• [Aufgaben]
• A. Gib jede Zeile unverändert zurück, in der die Zeichenfolge "cart" vorkommt.
• B. Führe das Interview über die Zweckentfremdung von Wohnraum nach seinem letzten Satz weiter.

• [Vorgegebener Text]
((

Um effektiv zu recherchieren, bräuchten Sie eigentlich die Möglichkeit, den Markt für Ferienwohnungen im Internet mit Hilfe entsprechender Software zu überwachen. Der Berliner Datenschutzbeauftragte hat sich dabei anfangs quergestellt: Sind Sie inzwischen weitergekommen?
 
Ins Internet schauen dürfen wir immer. Aber es geht darum, die Daten zu bekommen, die nicht sichtbar auf den Seiten stehen – wie z.B. die genauen Adressen der angebotenen Wohnungen. Gerade hat uns der Datenschutzbeauftragte wieder Vorgaben gemacht, die ziemlich detailliert gewisse Programmabläufe betreffen. Ob diese Vorgaben mit der Praxis in Einklang zu bringen sind, ist noch unklar.
 
Auch anhaltender Wohnungsleerstand gilt ja als Zweckentfremdung. Wie sind die Erfahrungen in diesem Bereich?

))

(Zeilen mit Positionsannotationen)
((

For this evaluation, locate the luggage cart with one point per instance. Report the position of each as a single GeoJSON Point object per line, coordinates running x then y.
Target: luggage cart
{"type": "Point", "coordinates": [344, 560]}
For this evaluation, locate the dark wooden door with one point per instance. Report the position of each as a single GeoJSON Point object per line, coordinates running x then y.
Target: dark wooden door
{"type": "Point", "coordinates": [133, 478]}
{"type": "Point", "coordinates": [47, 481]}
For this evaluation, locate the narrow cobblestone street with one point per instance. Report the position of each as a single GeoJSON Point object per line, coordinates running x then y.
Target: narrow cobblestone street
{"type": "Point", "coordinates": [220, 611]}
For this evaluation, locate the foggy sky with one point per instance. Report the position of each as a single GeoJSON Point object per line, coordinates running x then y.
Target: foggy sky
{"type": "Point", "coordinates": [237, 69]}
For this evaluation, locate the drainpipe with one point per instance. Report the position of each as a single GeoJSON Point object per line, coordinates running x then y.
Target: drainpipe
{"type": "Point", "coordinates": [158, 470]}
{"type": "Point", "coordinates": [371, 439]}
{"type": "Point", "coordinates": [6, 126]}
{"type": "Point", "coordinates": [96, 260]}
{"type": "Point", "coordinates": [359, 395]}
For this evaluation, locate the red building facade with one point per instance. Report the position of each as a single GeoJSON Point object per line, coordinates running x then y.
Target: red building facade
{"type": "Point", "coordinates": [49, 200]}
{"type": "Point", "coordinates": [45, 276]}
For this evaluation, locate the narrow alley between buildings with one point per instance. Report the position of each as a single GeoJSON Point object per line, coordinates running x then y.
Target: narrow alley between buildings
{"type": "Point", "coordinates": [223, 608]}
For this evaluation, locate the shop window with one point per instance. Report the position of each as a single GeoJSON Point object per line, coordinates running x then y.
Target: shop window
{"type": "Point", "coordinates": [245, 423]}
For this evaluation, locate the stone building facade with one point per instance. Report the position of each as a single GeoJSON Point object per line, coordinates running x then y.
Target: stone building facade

))

• [Lösungen]
• A.
For this evaluation, locate the luggage cart with one point per instance. Report the position of each as a single GeoJSON Point object per line, coordinates running x then y.
Target: luggage cart

• B.
Auch da sind wir für Hinweise aus der Bevölkerung dankbar. Wohnungen dürfen generell nicht länger als ein halbes Jahr leer stehen. Dabei gibt es allerdings Ausnahmen, etwa bei umfassenden Sanierungen oder wenn eine Abrissgenehmigung erteilt wurde. Einige Eigentümer argumentieren aber folgendermaßen: Sie planen, das Haus oder die Eigentumswohnung zu verkaufen und vermieten jetzt nicht mehr, um dem künftigen Eigentümer die Entscheidungsfreiheit über die Vermietung zu überlassen. Tatsächlich erhoffen sie sich aber einen höheren Verkaufspreis, denn leere Wohnungen lassen sich besser verkaufen. Das ist dann spekulativer Leerstand und unzulässig – den will das Zweckentfremdungsgesetz ja gerade verhindern!
 
Sie haben sich ja auch persönlich stark für den Aufbau einer für ganz Berlin zuständigen »Task-Force gegen Zweckentfremdung« engagiert, die beim Bezirk Mitte angesiedelt werden sollte. Letztlich hat die Mehrheit im Bezirksamt aber anders entschieden. Wie stellt sich die Situation jetzt dar, haben Sie genügend Stellen für diese Aufgabe?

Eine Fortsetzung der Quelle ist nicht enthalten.